Rewrite all of the lines below, swapping "Grounding Module" for "Localization Module" wherever it occurs and keeping everything else the same.

━━━━━ Listed records

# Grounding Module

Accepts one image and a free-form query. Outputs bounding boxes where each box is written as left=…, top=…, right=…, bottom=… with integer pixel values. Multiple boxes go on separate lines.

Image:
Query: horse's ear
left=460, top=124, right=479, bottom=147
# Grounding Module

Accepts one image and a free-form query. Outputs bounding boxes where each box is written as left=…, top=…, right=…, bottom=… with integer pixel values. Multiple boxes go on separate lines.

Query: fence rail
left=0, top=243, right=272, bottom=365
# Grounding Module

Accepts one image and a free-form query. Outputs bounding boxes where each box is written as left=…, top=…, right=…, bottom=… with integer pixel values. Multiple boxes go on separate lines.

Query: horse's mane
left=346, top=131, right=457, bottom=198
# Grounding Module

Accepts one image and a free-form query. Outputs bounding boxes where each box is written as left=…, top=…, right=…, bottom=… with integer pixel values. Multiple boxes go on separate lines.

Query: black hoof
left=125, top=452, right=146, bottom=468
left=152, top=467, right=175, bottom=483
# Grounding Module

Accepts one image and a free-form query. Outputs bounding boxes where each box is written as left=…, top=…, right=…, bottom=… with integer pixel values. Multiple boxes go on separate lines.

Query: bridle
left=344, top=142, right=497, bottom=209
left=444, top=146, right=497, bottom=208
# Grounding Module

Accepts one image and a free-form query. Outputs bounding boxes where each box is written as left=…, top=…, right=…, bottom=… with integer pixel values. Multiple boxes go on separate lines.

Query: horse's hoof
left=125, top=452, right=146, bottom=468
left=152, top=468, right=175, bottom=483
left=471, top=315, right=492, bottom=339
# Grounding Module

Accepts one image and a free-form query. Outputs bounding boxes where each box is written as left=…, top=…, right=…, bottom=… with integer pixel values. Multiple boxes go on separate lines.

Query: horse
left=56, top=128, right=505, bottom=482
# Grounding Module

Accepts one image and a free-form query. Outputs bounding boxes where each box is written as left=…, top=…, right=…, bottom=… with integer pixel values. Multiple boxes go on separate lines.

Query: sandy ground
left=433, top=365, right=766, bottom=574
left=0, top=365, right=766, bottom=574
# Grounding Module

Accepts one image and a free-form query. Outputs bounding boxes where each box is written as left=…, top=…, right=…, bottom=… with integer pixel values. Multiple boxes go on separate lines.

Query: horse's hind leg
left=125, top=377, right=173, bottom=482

━━━━━━━━━━

— Answer for the task —
# Localization Module

Accepts one image and a free-form query. Outputs bounding boxes where each box is written as left=…, top=…, right=…, bottom=… with integer pixel values. Multiple boxes go on separate lines.

Image:
Query: horse's ear
left=460, top=124, right=479, bottom=147
# Localization Module

Accepts one image and a free-form query. Outputs bounding boxes where each box is written as left=…, top=…, right=…, bottom=… with integer pixel values. Multiple boxes go on separate lines.

Query: fence rail
left=0, top=243, right=272, bottom=365
# Localization Module

Accepts one image and a free-form query. Outputs bounding boxes where each box is written as left=…, top=…, right=…, bottom=… with integer pixel values. Multiple boxes go on separate lines.

Query: horse's mane
left=346, top=131, right=457, bottom=198
# Localization Module

Accepts one image and a free-form query. Outputs bounding boxes where each box is written as left=…, top=…, right=…, bottom=… with integer pixel values. Multiple boxes go on separate lines.

Query: black hoof
left=125, top=452, right=146, bottom=468
left=152, top=467, right=175, bottom=483
# Localization Module

Accepts one image and a free-form query. Outputs bounding boxes where each box is written as left=…, top=…, right=…, bottom=… with integer pixel values. Multiple boxes go on separate lines.

Query: bridle
left=344, top=142, right=497, bottom=209
left=444, top=146, right=497, bottom=208
# Localization Module

Accepts one image and a free-form query. Outputs bounding boxes where each box is written as left=…, top=…, right=…, bottom=… with integer pixel values. Multiple boxes go on separate lines.

Query: horse's hoof
left=125, top=452, right=146, bottom=468
left=152, top=468, right=175, bottom=483
left=471, top=315, right=492, bottom=339
# Localization Module

Accepts one image and a free-form query. Outputs bounding boxes where each box is written as left=…, top=…, right=…, bottom=… with integer pixel values. Multiple boxes go on separate lines.

Query: horse
left=56, top=128, right=505, bottom=482
# Localization Module

Accepts one image and a free-form query. Outputs bounding boxes where each box is written as left=…, top=…, right=…, bottom=… with integer pixel values. Multiple boxes go on separate lines.

Query: sandy ground
left=433, top=365, right=766, bottom=574
left=0, top=365, right=766, bottom=574
# Localization Module

Accepts one image and a free-form query. Outputs bounding boxes where each box is written as left=…, top=…, right=…, bottom=… with integer pixel values. Multiple boxes go on separate lines.

Query: horse's hind leg
left=125, top=377, right=173, bottom=482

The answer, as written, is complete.